- [Required action] Repeat the following lines exactly and nothing else: the line containing "Each instance of the black" and each line after it through the end of the listing.

- [Supplied material]
* * *
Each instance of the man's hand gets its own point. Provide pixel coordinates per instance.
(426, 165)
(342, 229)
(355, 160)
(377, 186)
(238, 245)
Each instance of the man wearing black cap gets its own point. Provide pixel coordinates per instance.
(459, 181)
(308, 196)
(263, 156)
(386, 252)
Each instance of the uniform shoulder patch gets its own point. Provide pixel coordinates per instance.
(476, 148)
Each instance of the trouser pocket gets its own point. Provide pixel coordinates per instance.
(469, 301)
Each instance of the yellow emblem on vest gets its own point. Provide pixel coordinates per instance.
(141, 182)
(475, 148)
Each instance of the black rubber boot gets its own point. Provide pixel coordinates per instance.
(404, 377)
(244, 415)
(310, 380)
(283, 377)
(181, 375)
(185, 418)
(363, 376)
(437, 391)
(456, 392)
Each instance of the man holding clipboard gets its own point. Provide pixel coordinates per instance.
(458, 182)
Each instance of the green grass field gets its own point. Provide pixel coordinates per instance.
* * *
- [Your solution]
Each instance of the black rubber boot gets its own point. Provide pixel coordinates per instance.
(404, 377)
(244, 415)
(310, 380)
(283, 377)
(181, 375)
(185, 418)
(363, 376)
(437, 391)
(456, 392)
Each instance of the man holding clipboard gets its own point. Provide pixel coordinates per instance.
(458, 182)
Each instance of the green grass field gets its own point. Provide pixel coordinates per instance.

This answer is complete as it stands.